- **Document**
The topic is 'will you marry a jobless man' and na only brothers' dey contribute.

Where are all the gold diggers who were responding at the beginning?

Most 9ja babes are shortsighted.

They dont seem to understand that the guy that has money today may not have anything 2mrw and vise versa, the thing is, can you stick by this guy even in trying times. Of course this is assuming the guy is not a lazy guy and you didn't marry him because of the little cash he showed you.

infact some girls will preffer that the guy has money, buys correct car for them, correct house they live in and travel abroad regularly, but the guy has plenty girlfriends and beats the hell outer them.



And when the luxury she is managing to enjoy also dries up, the beating and girlfriend the guy has will multiply.

- **Supplied data**
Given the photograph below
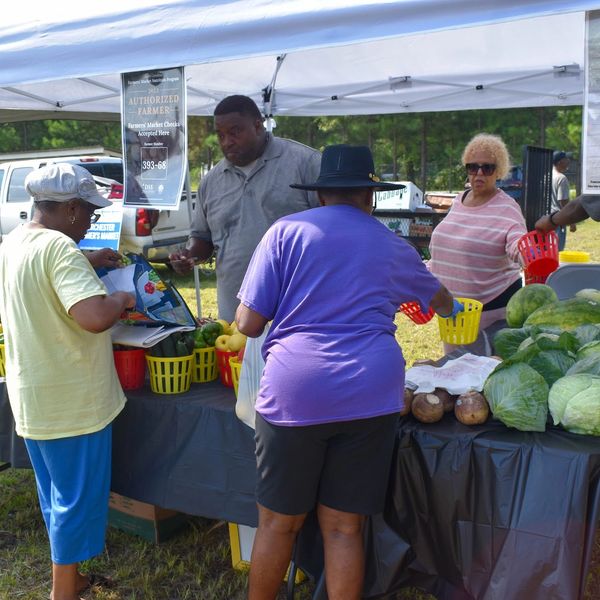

- **To be done**
a. Answer these about the post on marrying a jobless man:
(i) What topic does the post say is under discussion?
(ii) How does the writer describe most 9ja babes?
(iii) What does the writer say will multiply when the luxury she is enjoying dries up?
b. Quote the post on marrying a jobless man between "Most 9ja babes" and "he showed you.", inclusive.

- **Solutions in order**
a.
(i) "will you marry a jobless man"
(ii) As shortsighted.
(iii) The beating and the girlfriends the guy has.

b.
Most 9ja babes are shortsighted.

They dont seem to understand that the guy that has money today may not have anything 2mrw and vise versa, the thing is, can you stick by this guy even in trying times. Of course this is assuming the guy is not a lazy guy and you didn't marry him because of the little cash he showed you.